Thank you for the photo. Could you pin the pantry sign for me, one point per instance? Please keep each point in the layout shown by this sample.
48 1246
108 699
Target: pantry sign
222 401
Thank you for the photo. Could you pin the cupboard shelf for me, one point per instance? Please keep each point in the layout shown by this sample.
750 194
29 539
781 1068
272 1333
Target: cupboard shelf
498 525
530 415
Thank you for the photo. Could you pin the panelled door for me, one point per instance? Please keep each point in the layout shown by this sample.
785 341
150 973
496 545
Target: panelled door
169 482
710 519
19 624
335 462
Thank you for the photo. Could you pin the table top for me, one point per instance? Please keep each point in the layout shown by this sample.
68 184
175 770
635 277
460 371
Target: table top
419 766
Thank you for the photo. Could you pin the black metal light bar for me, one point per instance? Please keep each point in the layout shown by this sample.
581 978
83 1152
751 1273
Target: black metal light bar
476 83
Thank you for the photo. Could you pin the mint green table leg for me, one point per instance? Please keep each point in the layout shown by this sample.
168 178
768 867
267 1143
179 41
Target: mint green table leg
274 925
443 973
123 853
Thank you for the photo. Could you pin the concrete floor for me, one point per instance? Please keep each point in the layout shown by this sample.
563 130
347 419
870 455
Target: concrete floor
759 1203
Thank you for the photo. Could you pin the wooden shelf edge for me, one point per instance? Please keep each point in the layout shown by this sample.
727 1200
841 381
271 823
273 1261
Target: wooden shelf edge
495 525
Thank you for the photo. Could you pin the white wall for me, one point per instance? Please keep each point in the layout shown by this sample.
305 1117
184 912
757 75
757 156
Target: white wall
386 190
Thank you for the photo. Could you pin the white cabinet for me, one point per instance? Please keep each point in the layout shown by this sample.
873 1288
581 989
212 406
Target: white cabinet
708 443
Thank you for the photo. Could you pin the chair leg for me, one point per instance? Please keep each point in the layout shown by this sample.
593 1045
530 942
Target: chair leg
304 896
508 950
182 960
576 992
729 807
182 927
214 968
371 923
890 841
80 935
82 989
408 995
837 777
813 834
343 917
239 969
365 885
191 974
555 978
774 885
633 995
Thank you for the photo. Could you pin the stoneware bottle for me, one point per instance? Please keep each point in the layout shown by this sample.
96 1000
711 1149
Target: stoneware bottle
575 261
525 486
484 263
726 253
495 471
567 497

**PROBLEM DETAILS**
Your answer must be the records themselves, output again exactly.

**OUTPUT BELOW**
Thank you for the photo. Could you pin the pantry sign for me, one point per instance? Please keep each point in the layout shown by this sample.
48 1246
108 699
Target: pantry sign
222 401
Thank you for the photo. Could you pin the cupboard shelf for me, one point per instance? Please keep each point in the layout shown by this sample.
750 194
29 539
781 1068
272 1333
Target: cupboard shelf
498 525
530 415
Thank you for the photo. Could you pin the panelled door for me, one point per instance? Please keep each point in the layout shown by this sample.
785 341
150 973
496 545
Target: panelled door
169 482
710 519
19 624
335 462
Thank you for the photo. Could you pin the table top for me, one point per instance? Please keep each point in the layout shown by this sample.
68 184
175 770
635 277
460 371
Target: table top
419 766
Thank you for the photo. Could you pin the black metal light bar for me, one point per instance? Please keep each point in the layout shown by this sample.
581 978
83 1152
751 1273
Target: black metal light bar
476 83
Thank you for the photo. Could you pin the mint green table leg for me, one point per instance? Please keep each point in the layout shown by this sample.
168 178
768 867
267 1143
179 41
Target: mint green table leg
274 925
443 973
123 853
Thank you for the photo. Could you pin the concrete floor for me, one point per instance? Please keep each point in the layout shown by this sample.
563 130
347 419
870 455
Target: concrete floor
759 1203
Thank you for the photo. Could you pin the wooden shelf edge for me, one point per instance? Please keep each point in the layout shown by this sample.
727 1200
841 381
271 823
273 1261
Target: wooden shelf edge
495 525
Thank you for the photo. Could you pin the white wall for me, one point per instance? Please keep each point in the layout shown by this sample.
305 1117
184 912
757 75
757 156
Target: white wall
386 190
Thank you for the photo. Could you pin the white cabinet for me, one point per instance? Please keep each point in the layout shown by this sample.
873 1288
581 989
212 406
Target: white cabinet
708 443
Thank you for the photo. Could you pin the chair leg for me, one point per instance? Please keep each point in the layout shown by this sample.
593 1045
530 942
Target: chair leg
304 896
508 950
182 960
576 992
729 807
182 927
214 968
371 923
890 841
80 935
82 989
408 995
837 777
813 834
343 917
239 969
365 885
191 974
555 978
774 885
633 995
Thank you for the photo. Could you pin the stoneware bottle for me, one point per instance? Please keep each point in the layout shown by this sample.
96 1000
711 1149
Target: stoneware bottle
575 261
525 486
484 263
726 253
495 471
567 497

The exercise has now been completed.